- _Excerpted passage_
2. History of the Samaritans in their relationship to the Jews.—Although the Samaritans claim descent from the patriarchs (John 4:12
), and present us with an unbroken history, and although it is to some extent true that they represent the spirit of the tribe of Ephraim (Renan, Lang. Semit. p. 230), we must date their characteristic existence as a people only from the time of their conflicts with Ezra and Nehemiah. We regard the Samaritan statement (el-Tolidoth), that 300,000 men besides women and children were brought back from captivity in the days of Sanballat, as baseless; but, on the other hand, when Israel was carried away captive, a remnant must have been left; and that such was the case we have abundant evidence (2 Kings 23:17-20, Jeremiah 41:5
). Their appearance as a community dates only from the time of their mingling with the Assyrian colonists settled in the land, and it is from the leading party amongst these that they are frequently designated Cuthaeans (2 Kings 17:24
). There can be no question of the accuracy of the OT narrative of the originally mixed origin of the Samaritans, but repeated accessions from Judaism (Nehemiah 13:28-29
; Ant. xi. viii. 2 and 6), probably ultimately outnumbering the original colonists, and the manifest reversion to the pure Semitic type, induce us to believe that the existing Samaritan race has but little connexion with the old Turanian colonists, and is probably now of almost as pure Hebrew blood as the modern Jew.
For their rejection from all participation in the rebuilding of the Temple the Samaritans never forgave the Jews (Ezra 4:3-4, Nehemiah 2:20
), and for their attempted hindrance of that work the Jews bore the Samaritans no less a grudge. The breach became irrevocable when a rival priesthood and temple were set up on Gerizim. Jewish and Samaritan tradition agree as to the date of this event, which Josephus sets down wrongly in the time of Alexander the Great and Jaddua the high priest (b.c. 332)—one hundred years too late (Ant. xi viii. 2); but, though his account is clearly mixed with fable, there may still be some historical basis for the extra details he gives. About b.c. 200, during the weak rule of the high priest Onias ii. (d. b.c. 198), the Samaritans, being then in a flourishing condition, are accused of having harassed the Jews and carried away captives to serve as slaves (Ant. xii. iv. 1). In his account of Maccabaean times Josephus continually accuses them of denying all kinship with the Jews, when they see them in suffering and difficulties, and of claiming to be Sidonians (Ant. xii. v. 5); but, on the contrary, when good fortune befalls the Jews, they claim to belong to that race, and to derive their descent from Joseph (ib. ix. xiv. 3, xi. viii. 6, xii. iv. 5). John Hyrcanus (c.

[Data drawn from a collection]
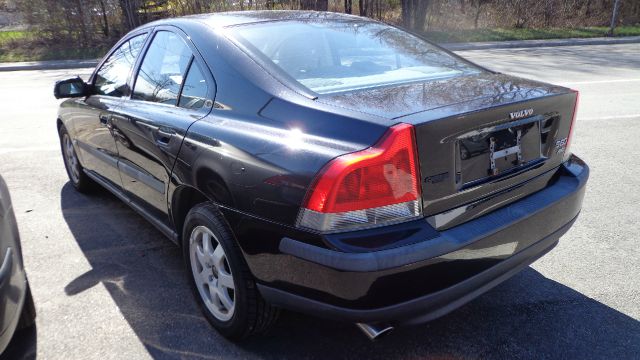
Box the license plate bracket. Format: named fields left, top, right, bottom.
left=489, top=129, right=523, bottom=176
left=456, top=116, right=543, bottom=187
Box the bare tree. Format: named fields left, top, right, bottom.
left=401, top=0, right=431, bottom=32
left=609, top=0, right=620, bottom=36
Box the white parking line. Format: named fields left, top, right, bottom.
left=0, top=146, right=60, bottom=154
left=561, top=78, right=640, bottom=85
left=578, top=114, right=640, bottom=121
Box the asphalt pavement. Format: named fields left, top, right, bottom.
left=0, top=44, right=640, bottom=360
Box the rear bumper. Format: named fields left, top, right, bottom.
left=252, top=157, right=589, bottom=324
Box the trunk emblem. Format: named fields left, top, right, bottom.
left=509, top=109, right=533, bottom=120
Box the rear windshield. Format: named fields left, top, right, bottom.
left=230, top=20, right=480, bottom=94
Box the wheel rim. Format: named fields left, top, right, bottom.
left=62, top=134, right=80, bottom=184
left=189, top=226, right=236, bottom=321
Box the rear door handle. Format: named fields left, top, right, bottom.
left=156, top=129, right=175, bottom=146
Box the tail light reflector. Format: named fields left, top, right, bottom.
left=298, top=124, right=422, bottom=232
left=564, top=90, right=580, bottom=154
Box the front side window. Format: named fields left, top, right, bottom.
left=178, top=60, right=208, bottom=110
left=229, top=20, right=480, bottom=94
left=94, top=34, right=147, bottom=97
left=132, top=31, right=192, bottom=105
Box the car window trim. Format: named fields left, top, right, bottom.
left=88, top=28, right=153, bottom=93
left=123, top=25, right=218, bottom=109
left=176, top=54, right=195, bottom=109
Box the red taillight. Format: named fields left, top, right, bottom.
left=564, top=90, right=580, bottom=154
left=301, top=124, right=421, bottom=230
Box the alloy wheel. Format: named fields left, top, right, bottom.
left=62, top=134, right=80, bottom=184
left=189, top=226, right=236, bottom=321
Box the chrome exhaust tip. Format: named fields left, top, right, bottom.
left=356, top=323, right=393, bottom=341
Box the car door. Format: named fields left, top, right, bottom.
left=70, top=33, right=147, bottom=187
left=112, top=27, right=215, bottom=224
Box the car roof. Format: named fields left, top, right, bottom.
left=147, top=10, right=371, bottom=28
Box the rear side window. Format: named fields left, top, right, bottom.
left=132, top=31, right=192, bottom=105
left=230, top=20, right=480, bottom=94
left=178, top=60, right=208, bottom=110
left=94, top=34, right=147, bottom=97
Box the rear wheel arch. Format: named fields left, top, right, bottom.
left=169, top=171, right=233, bottom=242
left=170, top=185, right=211, bottom=243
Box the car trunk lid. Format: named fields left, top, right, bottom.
left=319, top=72, right=577, bottom=230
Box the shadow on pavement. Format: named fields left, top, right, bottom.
left=61, top=184, right=640, bottom=359
left=0, top=325, right=38, bottom=360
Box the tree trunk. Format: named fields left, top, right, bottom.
left=120, top=0, right=140, bottom=30
left=100, top=0, right=109, bottom=38
left=76, top=0, right=89, bottom=46
left=473, top=0, right=482, bottom=29
left=300, top=0, right=329, bottom=11
left=609, top=0, right=620, bottom=36
left=401, top=0, right=431, bottom=32
left=344, top=0, right=353, bottom=14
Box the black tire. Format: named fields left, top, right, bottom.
left=58, top=125, right=96, bottom=193
left=18, top=283, right=36, bottom=330
left=182, top=203, right=280, bottom=340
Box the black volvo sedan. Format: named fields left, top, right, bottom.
left=55, top=11, right=589, bottom=339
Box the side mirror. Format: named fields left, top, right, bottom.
left=53, top=77, right=91, bottom=99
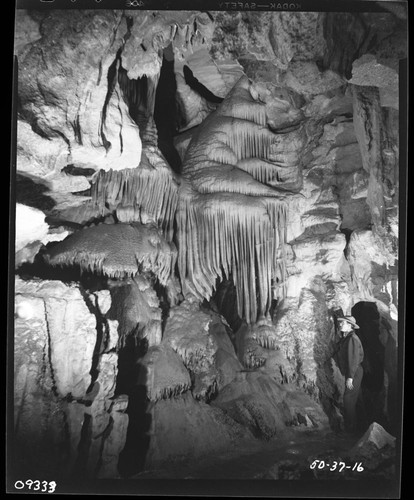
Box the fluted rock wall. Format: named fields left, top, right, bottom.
left=15, top=9, right=406, bottom=477
left=14, top=279, right=128, bottom=479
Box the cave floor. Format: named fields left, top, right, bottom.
left=135, top=429, right=359, bottom=479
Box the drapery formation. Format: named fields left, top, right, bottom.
left=91, top=152, right=178, bottom=241
left=177, top=78, right=288, bottom=323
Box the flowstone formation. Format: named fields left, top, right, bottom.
left=14, top=7, right=406, bottom=479
left=177, top=78, right=300, bottom=323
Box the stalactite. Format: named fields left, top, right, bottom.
left=91, top=166, right=177, bottom=241
left=177, top=185, right=287, bottom=323
left=45, top=224, right=176, bottom=286
left=177, top=78, right=294, bottom=323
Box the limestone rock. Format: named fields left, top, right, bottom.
left=16, top=280, right=96, bottom=398
left=211, top=371, right=327, bottom=439
left=146, top=393, right=252, bottom=469
left=353, top=422, right=395, bottom=455
left=137, top=345, right=191, bottom=401
left=213, top=12, right=325, bottom=69
left=17, top=11, right=141, bottom=184
left=163, top=301, right=241, bottom=399
left=349, top=422, right=396, bottom=477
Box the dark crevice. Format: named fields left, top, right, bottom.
left=116, top=336, right=151, bottom=478
left=118, top=66, right=150, bottom=139
left=100, top=48, right=122, bottom=151
left=79, top=285, right=109, bottom=393
left=72, top=413, right=92, bottom=480
left=154, top=45, right=181, bottom=172
left=184, top=65, right=223, bottom=104
left=351, top=302, right=390, bottom=431
left=16, top=173, right=56, bottom=211
left=340, top=228, right=353, bottom=257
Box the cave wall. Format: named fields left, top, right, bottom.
left=15, top=6, right=406, bottom=476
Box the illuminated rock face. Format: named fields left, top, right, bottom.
left=15, top=6, right=406, bottom=477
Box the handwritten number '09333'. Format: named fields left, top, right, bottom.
left=14, top=479, right=57, bottom=493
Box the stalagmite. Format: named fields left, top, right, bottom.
left=91, top=154, right=177, bottom=241
left=177, top=78, right=296, bottom=323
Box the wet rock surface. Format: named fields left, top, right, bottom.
left=15, top=6, right=407, bottom=480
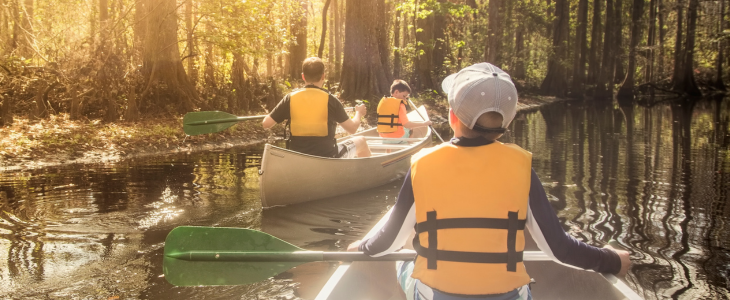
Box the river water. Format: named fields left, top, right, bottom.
left=0, top=99, right=730, bottom=300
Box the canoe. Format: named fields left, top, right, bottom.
left=259, top=106, right=432, bottom=207
left=315, top=208, right=642, bottom=300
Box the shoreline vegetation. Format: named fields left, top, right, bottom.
left=0, top=96, right=560, bottom=172
left=0, top=0, right=730, bottom=171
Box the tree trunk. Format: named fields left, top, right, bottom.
left=432, top=0, right=448, bottom=75
left=124, top=86, right=139, bottom=122
left=332, top=0, right=343, bottom=80
left=203, top=43, right=217, bottom=88
left=586, top=0, right=603, bottom=84
left=185, top=0, right=193, bottom=86
left=228, top=53, right=249, bottom=114
left=341, top=0, right=390, bottom=100
left=289, top=0, right=309, bottom=81
left=594, top=0, right=615, bottom=100
left=674, top=0, right=702, bottom=97
left=317, top=0, right=332, bottom=58
left=0, top=0, right=11, bottom=53
left=327, top=0, right=337, bottom=84
left=644, top=0, right=657, bottom=82
left=715, top=0, right=726, bottom=91
left=393, top=2, right=401, bottom=79
left=18, top=0, right=35, bottom=58
left=132, top=0, right=147, bottom=61
left=10, top=0, right=22, bottom=51
left=540, top=0, right=570, bottom=97
left=672, top=4, right=684, bottom=88
left=616, top=0, right=644, bottom=99
left=654, top=0, right=667, bottom=78
left=141, top=0, right=198, bottom=112
left=374, top=0, right=393, bottom=82
left=613, top=0, right=626, bottom=84
left=573, top=0, right=588, bottom=98
left=484, top=0, right=504, bottom=67
left=512, top=9, right=527, bottom=80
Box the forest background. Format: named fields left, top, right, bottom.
left=0, top=0, right=730, bottom=166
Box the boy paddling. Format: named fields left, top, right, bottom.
left=378, top=79, right=431, bottom=144
left=348, top=63, right=631, bottom=300
left=262, top=57, right=371, bottom=158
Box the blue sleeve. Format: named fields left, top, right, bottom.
left=527, top=170, right=621, bottom=274
left=359, top=169, right=416, bottom=256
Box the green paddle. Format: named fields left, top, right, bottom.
left=183, top=111, right=266, bottom=135
left=162, top=226, right=416, bottom=286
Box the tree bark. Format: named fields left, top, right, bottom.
left=672, top=3, right=684, bottom=88
left=141, top=0, right=198, bottom=112
left=616, top=0, right=644, bottom=99
left=594, top=0, right=615, bottom=100
left=613, top=0, right=626, bottom=84
left=317, top=0, right=332, bottom=58
left=674, top=0, right=702, bottom=97
left=573, top=0, right=588, bottom=98
left=132, top=0, right=147, bottom=61
left=586, top=0, right=603, bottom=84
left=203, top=42, right=217, bottom=88
left=540, top=0, right=570, bottom=97
left=654, top=0, right=667, bottom=78
left=512, top=6, right=527, bottom=79
left=332, top=0, right=345, bottom=80
left=432, top=0, right=448, bottom=75
left=393, top=2, right=401, bottom=79
left=341, top=0, right=389, bottom=100
left=484, top=0, right=504, bottom=68
left=228, top=53, right=249, bottom=114
left=18, top=0, right=34, bottom=58
left=374, top=0, right=393, bottom=82
left=289, top=0, right=309, bottom=80
left=715, top=0, right=727, bottom=91
left=185, top=0, right=193, bottom=86
left=327, top=0, right=337, bottom=80
left=644, top=0, right=657, bottom=82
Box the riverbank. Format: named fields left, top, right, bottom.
left=0, top=96, right=559, bottom=172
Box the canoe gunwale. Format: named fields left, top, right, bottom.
left=259, top=106, right=433, bottom=208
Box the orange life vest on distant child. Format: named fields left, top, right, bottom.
left=411, top=142, right=532, bottom=295
left=378, top=97, right=405, bottom=133
left=289, top=88, right=329, bottom=136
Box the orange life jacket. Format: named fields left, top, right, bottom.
left=289, top=88, right=329, bottom=136
left=411, top=142, right=532, bottom=295
left=378, top=97, right=405, bottom=133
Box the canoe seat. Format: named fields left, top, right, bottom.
left=368, top=144, right=412, bottom=150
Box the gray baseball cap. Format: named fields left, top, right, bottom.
left=441, top=63, right=517, bottom=129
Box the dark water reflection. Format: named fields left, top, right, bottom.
left=0, top=100, right=730, bottom=299
left=512, top=99, right=730, bottom=299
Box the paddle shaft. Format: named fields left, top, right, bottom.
left=185, top=115, right=266, bottom=126
left=167, top=251, right=416, bottom=262
left=407, top=99, right=444, bottom=143
left=165, top=250, right=550, bottom=262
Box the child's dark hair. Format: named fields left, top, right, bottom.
left=302, top=57, right=324, bottom=82
left=390, top=79, right=411, bottom=95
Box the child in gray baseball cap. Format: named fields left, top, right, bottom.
left=348, top=63, right=631, bottom=300
left=441, top=63, right=517, bottom=141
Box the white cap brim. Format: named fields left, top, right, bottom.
left=441, top=73, right=457, bottom=94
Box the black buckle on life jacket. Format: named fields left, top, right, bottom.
left=413, top=211, right=526, bottom=272
left=378, top=114, right=403, bottom=128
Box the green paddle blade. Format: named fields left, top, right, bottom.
left=162, top=226, right=304, bottom=286
left=183, top=111, right=266, bottom=135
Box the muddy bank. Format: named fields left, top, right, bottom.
left=0, top=96, right=559, bottom=172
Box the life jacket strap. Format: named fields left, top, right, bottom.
left=413, top=211, right=527, bottom=272
left=378, top=114, right=403, bottom=127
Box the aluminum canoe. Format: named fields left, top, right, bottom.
left=315, top=208, right=642, bottom=300
left=259, top=106, right=432, bottom=207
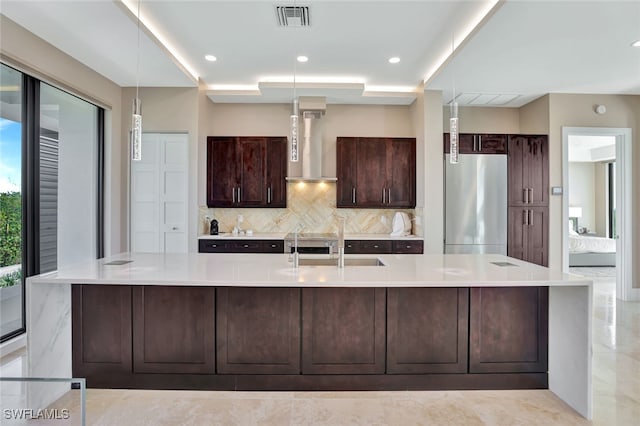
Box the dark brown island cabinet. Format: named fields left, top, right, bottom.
left=336, top=137, right=416, bottom=208
left=207, top=136, right=287, bottom=207
left=507, top=135, right=550, bottom=266
left=72, top=284, right=548, bottom=390
left=444, top=133, right=508, bottom=154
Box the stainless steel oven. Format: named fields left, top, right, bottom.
left=284, top=232, right=338, bottom=254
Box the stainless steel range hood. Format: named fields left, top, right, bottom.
left=287, top=96, right=337, bottom=182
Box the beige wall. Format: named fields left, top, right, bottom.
left=0, top=15, right=126, bottom=254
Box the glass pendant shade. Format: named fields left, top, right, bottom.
left=131, top=98, right=142, bottom=161
left=449, top=102, right=458, bottom=164
left=289, top=99, right=299, bottom=162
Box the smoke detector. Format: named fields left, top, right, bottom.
left=276, top=6, right=311, bottom=27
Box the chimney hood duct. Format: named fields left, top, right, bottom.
left=287, top=96, right=337, bottom=182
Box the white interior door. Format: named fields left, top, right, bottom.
left=131, top=133, right=189, bottom=253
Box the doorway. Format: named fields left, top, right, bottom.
left=562, top=127, right=640, bottom=300
left=131, top=133, right=189, bottom=253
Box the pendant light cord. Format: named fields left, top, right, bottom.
left=134, top=0, right=140, bottom=103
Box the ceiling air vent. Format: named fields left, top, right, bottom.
left=276, top=6, right=311, bottom=27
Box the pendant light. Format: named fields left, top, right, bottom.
left=449, top=35, right=459, bottom=164
left=289, top=1, right=300, bottom=163
left=131, top=0, right=142, bottom=161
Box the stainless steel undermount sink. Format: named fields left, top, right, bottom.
left=298, top=257, right=387, bottom=267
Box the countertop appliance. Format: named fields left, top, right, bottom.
left=284, top=232, right=338, bottom=254
left=209, top=219, right=218, bottom=235
left=444, top=154, right=508, bottom=255
left=391, top=212, right=411, bottom=237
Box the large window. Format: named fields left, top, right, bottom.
left=0, top=65, right=24, bottom=337
left=0, top=64, right=104, bottom=341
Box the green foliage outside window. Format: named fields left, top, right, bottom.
left=0, top=192, right=22, bottom=267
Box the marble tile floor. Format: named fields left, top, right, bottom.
left=0, top=271, right=640, bottom=426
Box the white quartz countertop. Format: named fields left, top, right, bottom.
left=198, top=232, right=422, bottom=240
left=29, top=253, right=591, bottom=287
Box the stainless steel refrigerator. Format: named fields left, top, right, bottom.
left=444, top=154, right=507, bottom=255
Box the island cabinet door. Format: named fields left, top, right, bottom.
left=133, top=286, right=215, bottom=374
left=302, top=288, right=386, bottom=374
left=71, top=284, right=131, bottom=377
left=469, top=287, right=549, bottom=373
left=387, top=288, right=469, bottom=374
left=216, top=287, right=300, bottom=374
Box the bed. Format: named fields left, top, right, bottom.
left=569, top=230, right=616, bottom=266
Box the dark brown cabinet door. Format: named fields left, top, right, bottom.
left=133, top=286, right=215, bottom=374
left=207, top=136, right=287, bottom=207
left=507, top=207, right=549, bottom=266
left=302, top=288, right=386, bottom=374
left=336, top=138, right=357, bottom=207
left=266, top=137, right=287, bottom=207
left=352, top=138, right=387, bottom=207
left=216, top=288, right=300, bottom=374
left=207, top=136, right=238, bottom=207
left=469, top=287, right=548, bottom=373
left=386, top=138, right=416, bottom=207
left=444, top=133, right=508, bottom=154
left=236, top=137, right=267, bottom=207
left=387, top=288, right=469, bottom=374
left=71, top=284, right=132, bottom=377
left=337, top=137, right=416, bottom=208
left=509, top=135, right=549, bottom=206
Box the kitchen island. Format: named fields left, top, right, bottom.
left=27, top=253, right=592, bottom=418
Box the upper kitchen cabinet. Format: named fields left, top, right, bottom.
left=444, top=133, right=508, bottom=154
left=336, top=137, right=416, bottom=208
left=207, top=136, right=287, bottom=207
left=509, top=135, right=549, bottom=206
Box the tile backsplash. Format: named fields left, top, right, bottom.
left=199, top=182, right=422, bottom=235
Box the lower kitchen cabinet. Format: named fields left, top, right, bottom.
left=132, top=286, right=215, bottom=374
left=387, top=288, right=469, bottom=374
left=469, top=287, right=549, bottom=373
left=344, top=240, right=424, bottom=254
left=302, top=288, right=386, bottom=374
left=216, top=287, right=300, bottom=374
left=72, top=284, right=548, bottom=391
left=71, top=284, right=132, bottom=377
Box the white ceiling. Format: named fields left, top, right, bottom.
left=0, top=0, right=640, bottom=107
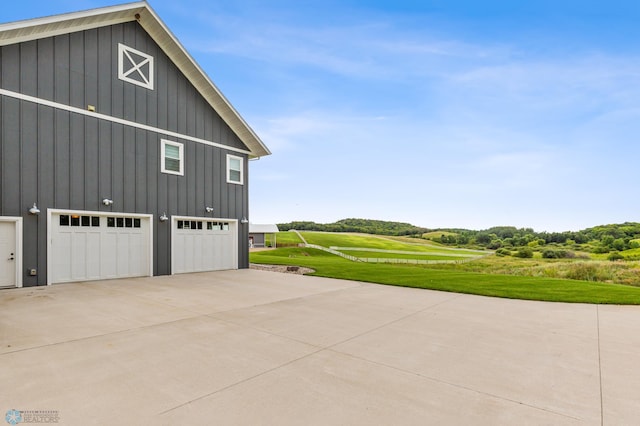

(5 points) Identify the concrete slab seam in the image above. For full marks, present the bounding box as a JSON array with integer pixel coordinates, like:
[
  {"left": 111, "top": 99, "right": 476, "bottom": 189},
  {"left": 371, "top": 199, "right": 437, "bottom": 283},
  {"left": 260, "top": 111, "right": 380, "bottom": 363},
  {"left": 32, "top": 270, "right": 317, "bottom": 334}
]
[
  {"left": 327, "top": 349, "right": 584, "bottom": 421},
  {"left": 596, "top": 305, "right": 604, "bottom": 426}
]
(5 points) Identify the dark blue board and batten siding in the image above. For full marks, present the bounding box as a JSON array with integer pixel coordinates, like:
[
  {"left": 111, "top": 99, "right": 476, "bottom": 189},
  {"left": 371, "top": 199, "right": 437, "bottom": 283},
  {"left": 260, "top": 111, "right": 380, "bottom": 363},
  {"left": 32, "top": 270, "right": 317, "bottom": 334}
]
[{"left": 0, "top": 22, "right": 249, "bottom": 286}]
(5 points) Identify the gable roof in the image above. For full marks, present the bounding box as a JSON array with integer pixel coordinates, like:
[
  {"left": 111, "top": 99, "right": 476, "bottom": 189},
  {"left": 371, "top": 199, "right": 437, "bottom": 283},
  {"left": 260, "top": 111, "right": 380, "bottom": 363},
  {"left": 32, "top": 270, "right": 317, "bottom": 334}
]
[{"left": 0, "top": 1, "right": 271, "bottom": 157}]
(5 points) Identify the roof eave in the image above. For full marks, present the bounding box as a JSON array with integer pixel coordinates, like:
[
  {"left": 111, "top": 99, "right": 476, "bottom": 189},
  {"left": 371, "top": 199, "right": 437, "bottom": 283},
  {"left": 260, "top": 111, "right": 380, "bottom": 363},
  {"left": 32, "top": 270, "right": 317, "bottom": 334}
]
[{"left": 0, "top": 1, "right": 271, "bottom": 158}]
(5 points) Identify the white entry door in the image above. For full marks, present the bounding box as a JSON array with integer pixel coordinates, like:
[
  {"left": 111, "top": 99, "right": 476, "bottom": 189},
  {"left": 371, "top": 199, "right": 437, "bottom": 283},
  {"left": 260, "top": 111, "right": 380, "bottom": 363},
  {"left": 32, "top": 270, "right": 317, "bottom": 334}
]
[
  {"left": 171, "top": 217, "right": 238, "bottom": 274},
  {"left": 0, "top": 222, "right": 18, "bottom": 287},
  {"left": 49, "top": 211, "right": 153, "bottom": 283}
]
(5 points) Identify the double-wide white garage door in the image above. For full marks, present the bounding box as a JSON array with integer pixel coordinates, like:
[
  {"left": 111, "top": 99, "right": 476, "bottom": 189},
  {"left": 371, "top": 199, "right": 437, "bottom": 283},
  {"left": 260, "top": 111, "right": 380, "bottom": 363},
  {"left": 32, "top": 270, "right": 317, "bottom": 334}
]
[
  {"left": 48, "top": 211, "right": 238, "bottom": 283},
  {"left": 171, "top": 216, "right": 238, "bottom": 274},
  {"left": 49, "top": 211, "right": 153, "bottom": 283}
]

- _Written request A_
Decide whether each statement below agrees with the passage on the Samaritans, answering yes or no and quoting the words of the passage that settle it: (i) Josephus gives the correct date for the founding of the temple on Gerizim; (ii) the passage rejects the Samaritan claim that 300,000 men returned from captivity under Sanballat; (iii) the Samaritans are often called Cuthaeans.
- _Written request B_
According to the passage on the Samaritans, during whose rule were the Samaritans accused of harassing the Jews around 200 B.C.?

- _Final answer A_
(i) No: "which Josephus sets down wrongly in the time of Alexander the Great and Jaddua the high priest (b.c. 332)—one hundred years too late"
(ii) Yes: "We regard the Samaritan statement (el-Tolidoth), that 300,000 men besides women and children were brought back from captivity in the days of Sanballat, as baseless"
(iii) Yes: "it is from the leading party amongst these that they are frequently designated Cuthaeans"

- _Final answer B_
During the weak rule of the high priest Onias II.